やがてジョージア州に移り住み父親は養鶏場の仕事へ、母親は鶏肉加工の工場で働くことになった。小さなアパートでの暮らし。弟が生まれ、両親は毎日長時間働いたけれど、それでも暮らしは貧しかった。そのうち姉のLynnは体調不良から横になることが多くなった。
感想
時代は1950年~60年代。両親の過酷な労働状況や貧困、日系人に対する差別や偏見、当時の日系人の苦労がうかがえます。細かな日常のエピソードが盛り込まれていて、家族との絆や周囲の人たちとの繋がりが印象的。
でも一番光っていて印象に残るのはKtieの個性。真面目に偏見に耐えて差別と闘っています、という感じじゃないところがいい。確かに最後はしんみりとしてしまいますが、子供らしいあっけらかんとした所があって、不思議と重くない。Joe-John Abondondalaramaという不思議な名前の未来の王子様との妄想とか、弟が大けがをしたのに助けてくれたイケメンの若い白人男性に気を取られているところとか、女の子らしくて、なんだか笑いを誘います。
終盤、父親の怒りにまかせた行動の後始末の際、間違った行動を間違いと認め、親としてのプライドを捨てて大切なことを伝える父親の姿にハッとさせられるとともに、とても感心しました。
聞き読みで読んだのですが、早い朗読でもないのに置いてきぼりをくらうことが度々・・・。結局、最後の2章くらいは音なしで丁寧に読むことにしました。ニューベリー賞を受賞した作品は数えるほどしか読んでませんが、読みやすかったという印象のものはなくて・・・。それでも作品は比較的読みやすい部類かもしれません。

(データセットの行)

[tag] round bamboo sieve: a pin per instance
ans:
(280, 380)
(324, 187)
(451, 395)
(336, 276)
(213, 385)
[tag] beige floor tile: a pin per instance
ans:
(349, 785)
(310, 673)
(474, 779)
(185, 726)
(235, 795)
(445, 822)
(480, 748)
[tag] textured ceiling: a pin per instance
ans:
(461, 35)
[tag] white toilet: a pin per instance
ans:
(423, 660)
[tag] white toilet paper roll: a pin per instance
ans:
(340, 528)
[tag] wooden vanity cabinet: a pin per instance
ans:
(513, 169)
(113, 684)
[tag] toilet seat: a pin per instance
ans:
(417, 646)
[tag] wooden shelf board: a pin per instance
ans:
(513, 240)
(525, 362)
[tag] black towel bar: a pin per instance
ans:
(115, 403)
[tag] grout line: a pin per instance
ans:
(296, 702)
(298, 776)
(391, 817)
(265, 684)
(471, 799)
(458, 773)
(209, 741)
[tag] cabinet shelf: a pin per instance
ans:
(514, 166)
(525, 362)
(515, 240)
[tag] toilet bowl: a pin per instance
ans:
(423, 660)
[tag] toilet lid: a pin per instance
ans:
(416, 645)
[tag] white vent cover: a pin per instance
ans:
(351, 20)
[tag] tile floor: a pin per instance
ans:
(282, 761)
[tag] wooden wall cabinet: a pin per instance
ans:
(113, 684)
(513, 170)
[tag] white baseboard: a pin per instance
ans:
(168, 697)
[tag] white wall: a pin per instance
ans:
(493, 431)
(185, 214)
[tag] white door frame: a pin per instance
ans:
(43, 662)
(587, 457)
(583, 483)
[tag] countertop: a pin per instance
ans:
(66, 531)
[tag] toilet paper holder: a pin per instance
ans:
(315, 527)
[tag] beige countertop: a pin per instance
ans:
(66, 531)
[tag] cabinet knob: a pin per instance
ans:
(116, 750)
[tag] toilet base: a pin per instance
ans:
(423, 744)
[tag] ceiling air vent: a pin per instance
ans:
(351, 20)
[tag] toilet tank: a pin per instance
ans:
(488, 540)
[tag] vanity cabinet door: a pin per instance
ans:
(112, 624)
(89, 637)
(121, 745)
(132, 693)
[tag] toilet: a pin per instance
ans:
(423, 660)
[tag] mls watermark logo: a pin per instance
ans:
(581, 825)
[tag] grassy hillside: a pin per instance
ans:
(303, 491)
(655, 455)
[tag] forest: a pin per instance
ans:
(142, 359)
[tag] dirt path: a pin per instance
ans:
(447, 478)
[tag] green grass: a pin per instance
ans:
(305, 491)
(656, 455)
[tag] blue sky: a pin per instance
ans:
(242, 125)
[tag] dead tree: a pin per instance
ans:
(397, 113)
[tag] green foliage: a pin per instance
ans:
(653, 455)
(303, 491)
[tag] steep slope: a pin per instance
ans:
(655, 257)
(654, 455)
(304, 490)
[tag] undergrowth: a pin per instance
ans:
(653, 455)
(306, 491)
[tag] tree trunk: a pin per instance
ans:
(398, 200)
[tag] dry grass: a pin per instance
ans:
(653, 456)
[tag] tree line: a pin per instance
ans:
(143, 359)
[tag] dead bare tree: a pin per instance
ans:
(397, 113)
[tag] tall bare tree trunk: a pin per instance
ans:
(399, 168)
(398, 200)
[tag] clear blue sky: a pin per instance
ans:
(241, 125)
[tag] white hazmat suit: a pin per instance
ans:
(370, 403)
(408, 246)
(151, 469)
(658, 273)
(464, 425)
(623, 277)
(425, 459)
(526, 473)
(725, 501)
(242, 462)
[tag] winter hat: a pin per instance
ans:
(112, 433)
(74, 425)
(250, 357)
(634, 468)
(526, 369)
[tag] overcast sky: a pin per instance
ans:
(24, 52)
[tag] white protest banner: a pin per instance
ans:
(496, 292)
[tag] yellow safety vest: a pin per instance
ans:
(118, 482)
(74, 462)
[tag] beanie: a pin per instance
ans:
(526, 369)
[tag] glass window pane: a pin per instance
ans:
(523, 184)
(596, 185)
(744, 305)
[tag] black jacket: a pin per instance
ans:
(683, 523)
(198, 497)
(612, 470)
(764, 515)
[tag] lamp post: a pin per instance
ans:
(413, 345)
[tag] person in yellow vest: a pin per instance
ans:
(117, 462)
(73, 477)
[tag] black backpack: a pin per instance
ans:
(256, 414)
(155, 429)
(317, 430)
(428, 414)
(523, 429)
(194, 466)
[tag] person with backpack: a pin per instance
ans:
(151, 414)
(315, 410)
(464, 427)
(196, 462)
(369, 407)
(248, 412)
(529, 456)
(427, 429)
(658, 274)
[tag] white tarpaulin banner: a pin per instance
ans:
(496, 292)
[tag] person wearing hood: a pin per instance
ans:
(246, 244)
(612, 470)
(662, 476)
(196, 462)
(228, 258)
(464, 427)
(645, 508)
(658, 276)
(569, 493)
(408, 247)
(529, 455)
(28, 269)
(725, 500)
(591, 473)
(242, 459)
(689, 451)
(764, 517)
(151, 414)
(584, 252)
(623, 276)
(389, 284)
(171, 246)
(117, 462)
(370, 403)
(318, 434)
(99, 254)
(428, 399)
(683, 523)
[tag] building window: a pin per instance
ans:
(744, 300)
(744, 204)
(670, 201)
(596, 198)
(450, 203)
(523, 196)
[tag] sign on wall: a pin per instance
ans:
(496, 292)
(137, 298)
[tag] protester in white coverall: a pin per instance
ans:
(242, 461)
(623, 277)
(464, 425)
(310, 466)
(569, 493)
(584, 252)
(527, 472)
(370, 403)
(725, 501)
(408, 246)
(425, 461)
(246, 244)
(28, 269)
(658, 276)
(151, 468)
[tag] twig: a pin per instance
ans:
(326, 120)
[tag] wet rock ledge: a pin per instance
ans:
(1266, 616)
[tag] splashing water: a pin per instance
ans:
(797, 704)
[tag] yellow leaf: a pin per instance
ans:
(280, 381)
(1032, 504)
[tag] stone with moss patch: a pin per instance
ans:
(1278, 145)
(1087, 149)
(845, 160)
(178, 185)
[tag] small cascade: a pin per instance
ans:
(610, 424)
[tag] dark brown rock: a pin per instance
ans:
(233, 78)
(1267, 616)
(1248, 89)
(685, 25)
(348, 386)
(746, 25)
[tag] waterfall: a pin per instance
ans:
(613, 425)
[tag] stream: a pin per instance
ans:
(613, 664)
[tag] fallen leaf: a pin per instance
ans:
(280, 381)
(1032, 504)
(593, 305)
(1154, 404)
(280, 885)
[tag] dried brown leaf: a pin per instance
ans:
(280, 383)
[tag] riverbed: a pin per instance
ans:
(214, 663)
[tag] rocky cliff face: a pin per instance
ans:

記述問題: 抜粋文の「でも一番光っていて印象に残る」から「ともに、とても感心しました。」までを、一字一句違えずに打ち直してください。

解答全文:
でも一番光っていて印象に残るのはKtieの個性。真面目に偏見に耐えて差別と闘っています、という感じじゃないところがいい。確かに最後はしんみりとしてしまいますが、子供らしいあっけらかんとした所があって、不思議と重くない。Joe-John Abondondalaramaという不思議な名前の未来の王子様との妄想とか、弟が大けがをしたのに助けてくれたイケメンの若い白人男性に気を取られているところとか、女の子らしくて、なんだか笑いを誘います。
終盤、父親の怒りにまかせた行動の後始末の際、間違った行動を間違いと認め、親としてのプライドを捨てて大切なことを伝える父親の姿にハッとさせられるとともに、とても感心しました。